(Region pointing data)
• • • • •

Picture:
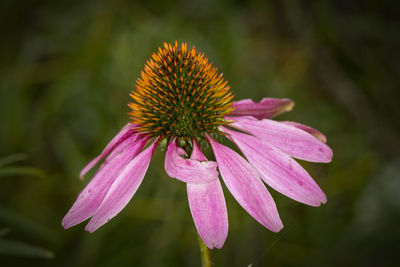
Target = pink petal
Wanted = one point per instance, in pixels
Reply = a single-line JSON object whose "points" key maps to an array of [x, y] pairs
{"points": [[246, 186], [266, 108], [208, 208], [188, 170], [320, 136], [278, 169], [295, 142], [123, 189], [90, 198], [123, 134]]}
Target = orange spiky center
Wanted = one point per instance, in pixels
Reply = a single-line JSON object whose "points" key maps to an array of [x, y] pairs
{"points": [[180, 94]]}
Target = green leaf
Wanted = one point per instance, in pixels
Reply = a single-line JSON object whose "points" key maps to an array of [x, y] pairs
{"points": [[22, 249]]}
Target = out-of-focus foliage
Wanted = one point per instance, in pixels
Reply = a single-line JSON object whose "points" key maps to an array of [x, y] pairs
{"points": [[66, 70]]}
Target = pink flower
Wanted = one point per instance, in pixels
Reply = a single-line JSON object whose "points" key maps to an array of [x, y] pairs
{"points": [[268, 147]]}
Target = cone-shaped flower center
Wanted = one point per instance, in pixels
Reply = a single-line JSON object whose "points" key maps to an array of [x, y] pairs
{"points": [[180, 94]]}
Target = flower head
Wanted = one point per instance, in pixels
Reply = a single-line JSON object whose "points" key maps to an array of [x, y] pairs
{"points": [[182, 101]]}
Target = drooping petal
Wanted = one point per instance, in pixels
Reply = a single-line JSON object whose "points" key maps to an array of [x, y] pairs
{"points": [[208, 207], [92, 195], [123, 134], [295, 142], [266, 108], [123, 189], [278, 169], [320, 136], [188, 170], [246, 186], [125, 144]]}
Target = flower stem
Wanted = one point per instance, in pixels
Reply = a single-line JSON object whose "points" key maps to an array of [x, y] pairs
{"points": [[205, 254]]}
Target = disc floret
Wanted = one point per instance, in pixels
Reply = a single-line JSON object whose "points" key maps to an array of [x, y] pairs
{"points": [[180, 94]]}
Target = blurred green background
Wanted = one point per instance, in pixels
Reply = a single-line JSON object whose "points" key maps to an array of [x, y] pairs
{"points": [[67, 68]]}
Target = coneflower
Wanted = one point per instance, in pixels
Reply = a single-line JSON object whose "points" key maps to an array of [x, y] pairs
{"points": [[182, 102]]}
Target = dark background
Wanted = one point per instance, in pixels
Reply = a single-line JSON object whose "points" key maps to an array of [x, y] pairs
{"points": [[67, 68]]}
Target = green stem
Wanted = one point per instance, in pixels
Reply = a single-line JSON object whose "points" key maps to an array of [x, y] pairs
{"points": [[205, 254]]}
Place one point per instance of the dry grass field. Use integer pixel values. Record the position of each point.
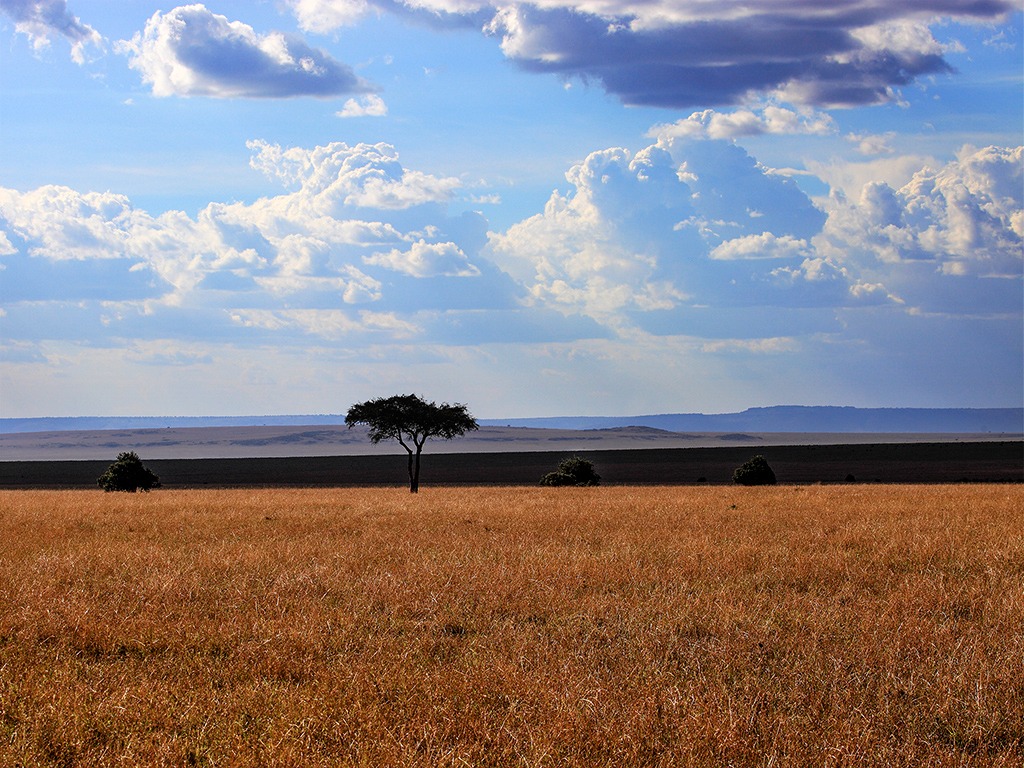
(792, 626)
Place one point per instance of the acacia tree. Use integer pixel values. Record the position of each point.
(411, 421)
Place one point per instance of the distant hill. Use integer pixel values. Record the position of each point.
(773, 419)
(805, 419)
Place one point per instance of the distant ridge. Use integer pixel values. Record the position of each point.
(806, 419)
(771, 419)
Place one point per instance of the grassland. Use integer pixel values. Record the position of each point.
(793, 626)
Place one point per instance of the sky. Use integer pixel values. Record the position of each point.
(558, 207)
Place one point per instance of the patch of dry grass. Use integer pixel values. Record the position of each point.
(825, 626)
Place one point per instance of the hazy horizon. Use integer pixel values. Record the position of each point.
(532, 208)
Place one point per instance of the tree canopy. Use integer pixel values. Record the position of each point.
(411, 421)
(128, 474)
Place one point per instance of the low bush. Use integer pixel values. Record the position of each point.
(572, 471)
(128, 474)
(755, 472)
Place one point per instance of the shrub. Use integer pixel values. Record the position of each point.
(128, 474)
(572, 471)
(754, 472)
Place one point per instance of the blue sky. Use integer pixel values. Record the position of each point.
(567, 207)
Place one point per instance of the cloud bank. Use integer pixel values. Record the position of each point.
(682, 53)
(686, 258)
(190, 51)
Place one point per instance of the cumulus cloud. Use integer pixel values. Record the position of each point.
(38, 19)
(427, 260)
(367, 107)
(776, 120)
(763, 246)
(365, 175)
(317, 259)
(190, 51)
(647, 239)
(966, 218)
(662, 229)
(326, 15)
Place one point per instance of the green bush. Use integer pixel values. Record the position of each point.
(754, 472)
(572, 471)
(128, 474)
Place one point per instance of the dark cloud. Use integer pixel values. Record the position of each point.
(192, 51)
(841, 54)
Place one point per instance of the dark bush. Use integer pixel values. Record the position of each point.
(754, 472)
(572, 471)
(128, 474)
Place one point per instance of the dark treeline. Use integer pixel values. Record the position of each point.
(930, 463)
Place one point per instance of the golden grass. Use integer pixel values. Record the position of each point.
(824, 626)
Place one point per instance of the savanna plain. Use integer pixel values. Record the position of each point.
(700, 626)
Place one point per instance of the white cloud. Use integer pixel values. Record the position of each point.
(774, 120)
(371, 105)
(763, 246)
(965, 218)
(361, 176)
(426, 260)
(327, 15)
(37, 19)
(189, 51)
(872, 143)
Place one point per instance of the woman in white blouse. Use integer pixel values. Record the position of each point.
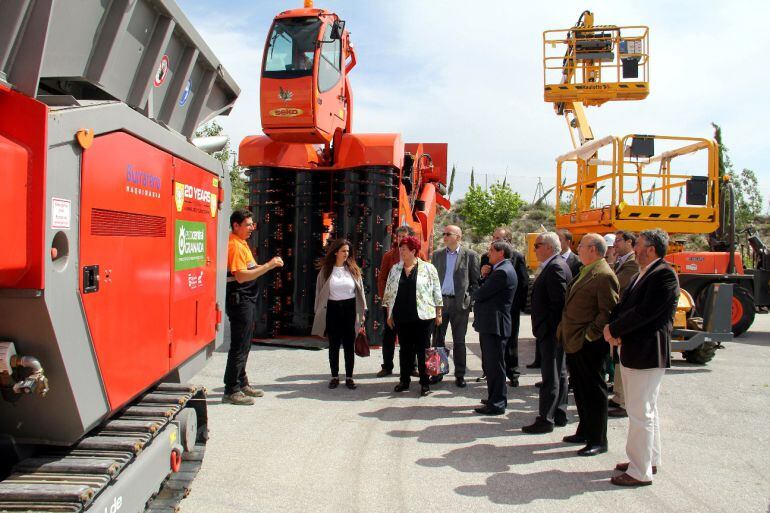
(340, 307)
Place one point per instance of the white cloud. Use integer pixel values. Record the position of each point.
(470, 74)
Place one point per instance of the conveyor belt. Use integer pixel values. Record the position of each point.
(71, 480)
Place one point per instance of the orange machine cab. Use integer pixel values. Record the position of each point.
(304, 93)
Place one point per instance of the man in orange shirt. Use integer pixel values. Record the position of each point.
(389, 259)
(241, 307)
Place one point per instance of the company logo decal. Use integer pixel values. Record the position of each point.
(162, 73)
(179, 195)
(194, 199)
(190, 247)
(185, 93)
(286, 112)
(142, 183)
(285, 94)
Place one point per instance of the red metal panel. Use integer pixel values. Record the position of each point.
(125, 204)
(260, 150)
(13, 176)
(438, 155)
(193, 281)
(23, 129)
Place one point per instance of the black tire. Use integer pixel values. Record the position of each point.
(746, 300)
(702, 354)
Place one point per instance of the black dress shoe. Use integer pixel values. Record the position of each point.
(574, 439)
(489, 410)
(539, 427)
(592, 450)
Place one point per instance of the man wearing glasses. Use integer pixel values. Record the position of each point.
(519, 302)
(458, 271)
(548, 294)
(591, 296)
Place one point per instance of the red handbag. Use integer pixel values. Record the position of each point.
(361, 346)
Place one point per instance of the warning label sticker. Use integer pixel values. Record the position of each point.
(61, 213)
(190, 247)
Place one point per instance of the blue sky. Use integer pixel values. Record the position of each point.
(470, 74)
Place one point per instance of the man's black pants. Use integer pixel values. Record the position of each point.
(493, 364)
(586, 368)
(413, 339)
(388, 345)
(512, 348)
(242, 316)
(552, 405)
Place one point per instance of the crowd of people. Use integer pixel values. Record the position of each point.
(606, 309)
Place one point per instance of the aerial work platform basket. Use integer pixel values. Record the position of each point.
(618, 183)
(596, 64)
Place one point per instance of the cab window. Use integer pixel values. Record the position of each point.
(291, 48)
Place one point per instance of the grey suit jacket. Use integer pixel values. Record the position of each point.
(466, 272)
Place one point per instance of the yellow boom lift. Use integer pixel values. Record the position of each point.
(620, 182)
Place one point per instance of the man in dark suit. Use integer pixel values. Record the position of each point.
(591, 296)
(492, 319)
(519, 302)
(641, 326)
(574, 263)
(458, 271)
(548, 294)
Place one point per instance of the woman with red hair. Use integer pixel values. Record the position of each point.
(413, 301)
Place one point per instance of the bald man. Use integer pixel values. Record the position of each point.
(591, 296)
(458, 270)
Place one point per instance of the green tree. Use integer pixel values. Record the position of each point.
(239, 197)
(748, 199)
(485, 210)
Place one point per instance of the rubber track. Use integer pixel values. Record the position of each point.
(70, 480)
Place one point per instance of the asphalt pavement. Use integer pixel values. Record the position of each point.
(306, 448)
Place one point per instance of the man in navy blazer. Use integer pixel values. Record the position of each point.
(640, 326)
(492, 319)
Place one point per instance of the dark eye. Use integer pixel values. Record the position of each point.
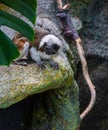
(56, 47)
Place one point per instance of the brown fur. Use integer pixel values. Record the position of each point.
(19, 41)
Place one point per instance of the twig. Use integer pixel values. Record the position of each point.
(72, 34)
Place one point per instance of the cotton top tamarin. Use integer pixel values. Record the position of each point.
(44, 48)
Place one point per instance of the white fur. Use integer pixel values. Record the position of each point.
(35, 54)
(50, 39)
(24, 51)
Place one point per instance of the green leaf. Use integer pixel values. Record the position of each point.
(32, 4)
(25, 7)
(17, 24)
(8, 50)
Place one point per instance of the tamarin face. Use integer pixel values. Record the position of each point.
(50, 44)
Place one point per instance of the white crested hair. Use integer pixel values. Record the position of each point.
(50, 39)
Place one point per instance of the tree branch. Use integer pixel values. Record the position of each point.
(72, 34)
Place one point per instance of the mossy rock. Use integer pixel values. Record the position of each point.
(18, 82)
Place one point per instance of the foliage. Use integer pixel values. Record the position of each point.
(8, 50)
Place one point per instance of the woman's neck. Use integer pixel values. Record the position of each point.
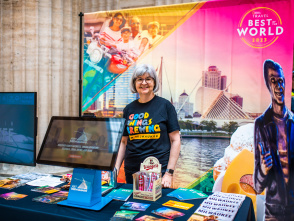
(146, 98)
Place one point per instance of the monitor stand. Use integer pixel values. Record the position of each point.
(85, 190)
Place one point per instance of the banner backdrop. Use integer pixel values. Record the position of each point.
(209, 57)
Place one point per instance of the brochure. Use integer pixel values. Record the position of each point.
(12, 196)
(199, 217)
(106, 189)
(52, 199)
(10, 183)
(125, 214)
(120, 194)
(135, 206)
(49, 180)
(187, 194)
(146, 217)
(30, 176)
(223, 206)
(179, 205)
(168, 213)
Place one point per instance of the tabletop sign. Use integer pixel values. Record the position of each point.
(147, 181)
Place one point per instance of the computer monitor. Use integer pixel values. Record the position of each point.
(82, 142)
(18, 127)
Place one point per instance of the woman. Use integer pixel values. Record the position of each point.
(111, 35)
(152, 128)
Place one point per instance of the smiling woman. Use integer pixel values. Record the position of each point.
(151, 129)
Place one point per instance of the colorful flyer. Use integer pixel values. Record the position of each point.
(187, 194)
(146, 217)
(168, 213)
(199, 217)
(10, 183)
(125, 214)
(52, 199)
(46, 189)
(178, 205)
(135, 206)
(120, 194)
(12, 196)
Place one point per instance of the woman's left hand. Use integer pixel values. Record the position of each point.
(166, 180)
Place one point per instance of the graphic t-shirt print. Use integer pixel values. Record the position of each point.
(140, 126)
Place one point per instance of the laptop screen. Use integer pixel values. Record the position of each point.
(82, 142)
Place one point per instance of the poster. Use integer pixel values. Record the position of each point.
(209, 57)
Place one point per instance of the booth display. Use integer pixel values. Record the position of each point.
(147, 182)
(87, 144)
(18, 127)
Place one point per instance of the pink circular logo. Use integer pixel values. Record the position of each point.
(260, 27)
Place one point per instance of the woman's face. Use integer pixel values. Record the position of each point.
(144, 84)
(117, 21)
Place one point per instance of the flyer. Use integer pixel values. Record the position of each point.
(168, 213)
(135, 206)
(120, 194)
(179, 205)
(187, 194)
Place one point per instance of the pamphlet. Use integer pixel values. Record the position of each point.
(120, 194)
(223, 206)
(187, 194)
(179, 205)
(167, 213)
(199, 217)
(146, 217)
(46, 189)
(48, 180)
(52, 199)
(10, 183)
(12, 196)
(106, 189)
(135, 206)
(27, 177)
(125, 214)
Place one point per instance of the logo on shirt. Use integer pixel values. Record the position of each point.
(139, 126)
(260, 27)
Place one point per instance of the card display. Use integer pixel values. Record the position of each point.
(168, 213)
(223, 206)
(179, 205)
(126, 214)
(12, 196)
(120, 194)
(146, 217)
(46, 189)
(52, 199)
(135, 206)
(187, 194)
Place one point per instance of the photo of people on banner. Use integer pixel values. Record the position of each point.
(112, 45)
(210, 58)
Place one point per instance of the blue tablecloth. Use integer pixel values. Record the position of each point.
(26, 209)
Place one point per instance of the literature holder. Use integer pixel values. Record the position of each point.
(85, 190)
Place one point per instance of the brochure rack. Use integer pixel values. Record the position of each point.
(150, 164)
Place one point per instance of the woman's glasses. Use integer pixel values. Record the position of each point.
(148, 80)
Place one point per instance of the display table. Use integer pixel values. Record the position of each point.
(26, 209)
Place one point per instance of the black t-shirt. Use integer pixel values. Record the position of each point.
(147, 127)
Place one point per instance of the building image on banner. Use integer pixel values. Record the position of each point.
(209, 58)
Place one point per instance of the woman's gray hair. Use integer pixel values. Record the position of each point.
(140, 70)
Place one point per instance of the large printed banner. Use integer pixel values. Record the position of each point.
(210, 59)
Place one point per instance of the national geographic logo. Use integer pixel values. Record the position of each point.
(260, 27)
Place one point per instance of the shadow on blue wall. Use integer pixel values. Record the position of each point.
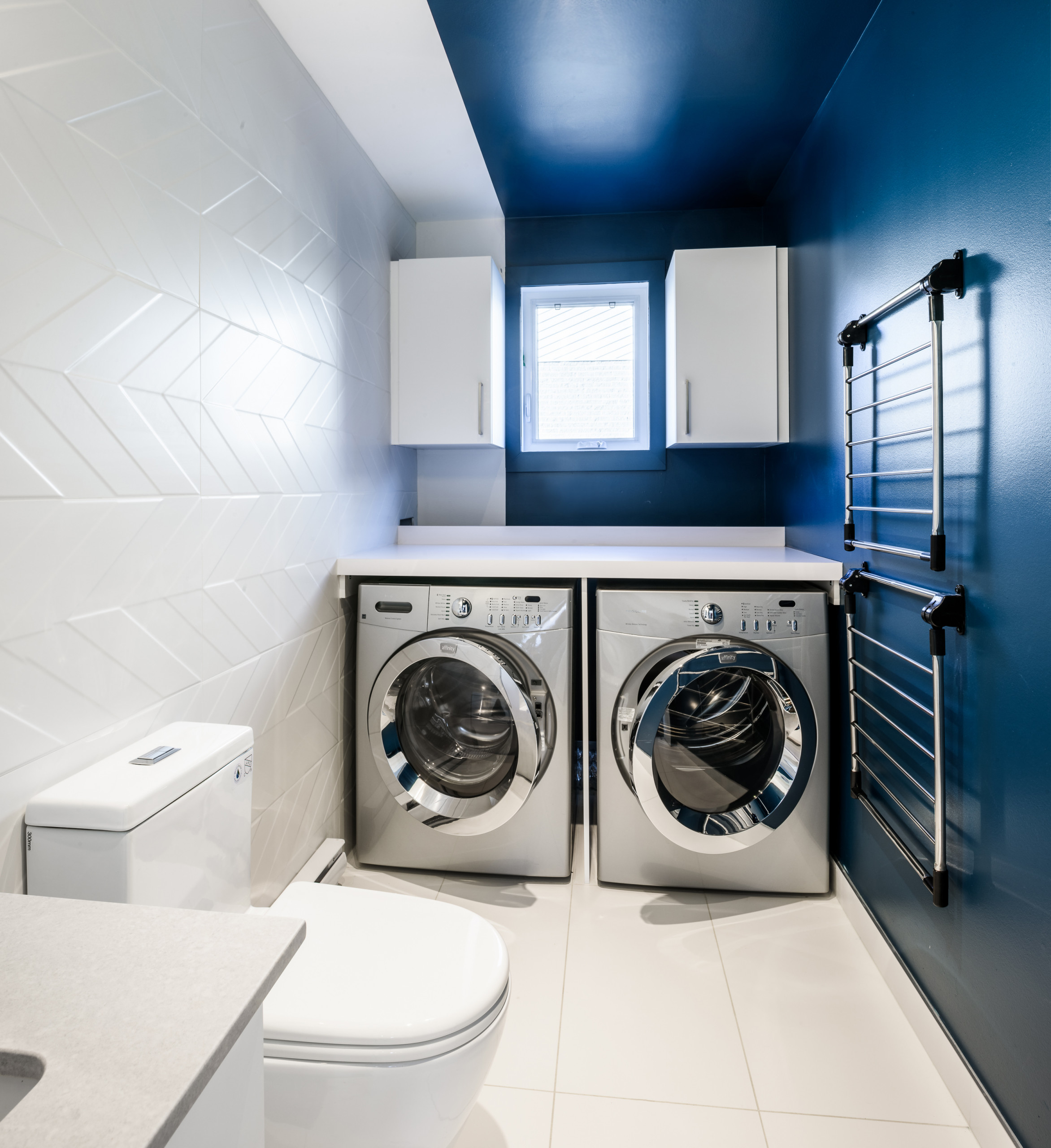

• • • • •

= EXERCISE REQUIREMENTS =
Search the data above for the word "petal" and show every line that has it.

= TASK SOLUTION =
Target = pink petal
Target = drooping petal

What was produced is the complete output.